Aim of the exercise: Copy exactly the lines from the one containing "parts: a single" through the last line of the records below, both included, and leave out the pictures.

>>>

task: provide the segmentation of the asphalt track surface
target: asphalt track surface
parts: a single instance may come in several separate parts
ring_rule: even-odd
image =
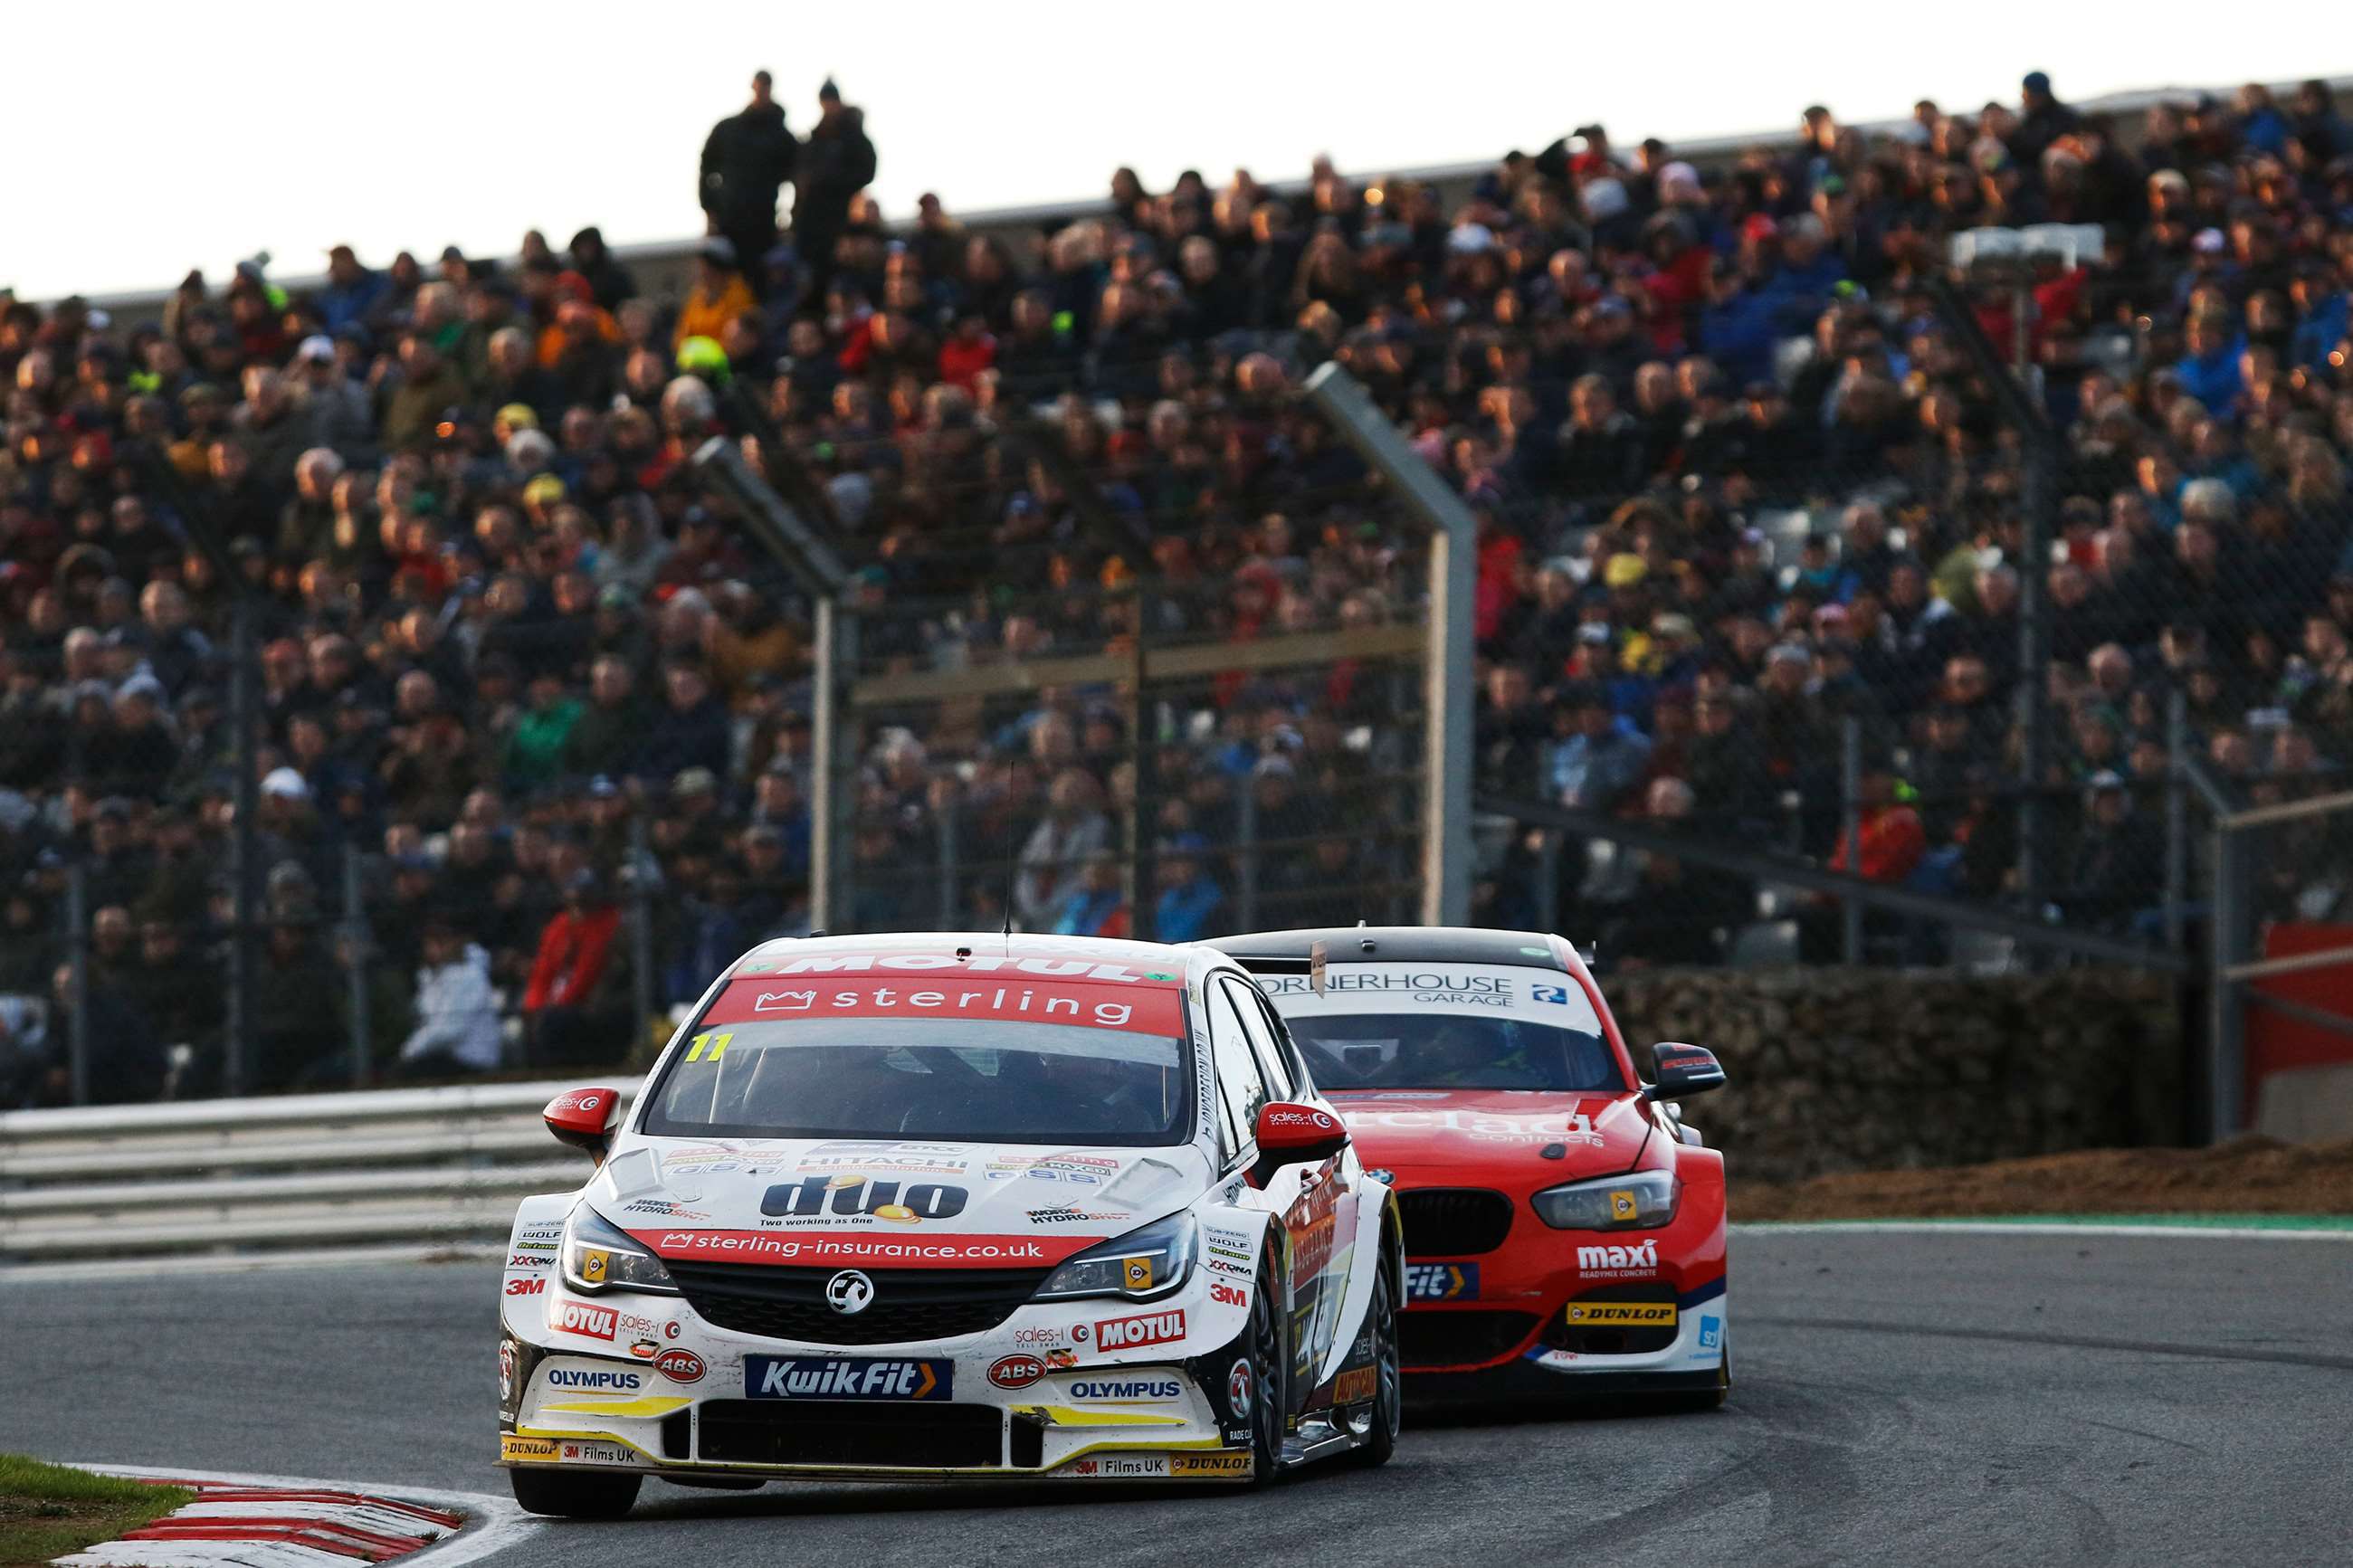
[[[500,1492],[495,1266],[0,1283],[0,1449]],[[1721,1412],[1259,1494],[649,1485],[500,1564],[2353,1561],[2353,1242],[1736,1231]]]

<<<

Exercise result:
parts: a single instance may come in several separate parts
ring_rule: even-odd
image =
[[[500,1492],[495,1266],[0,1283],[0,1449]],[[1721,1412],[1259,1494],[649,1485],[500,1564],[2353,1561],[2353,1242],[1736,1231]]]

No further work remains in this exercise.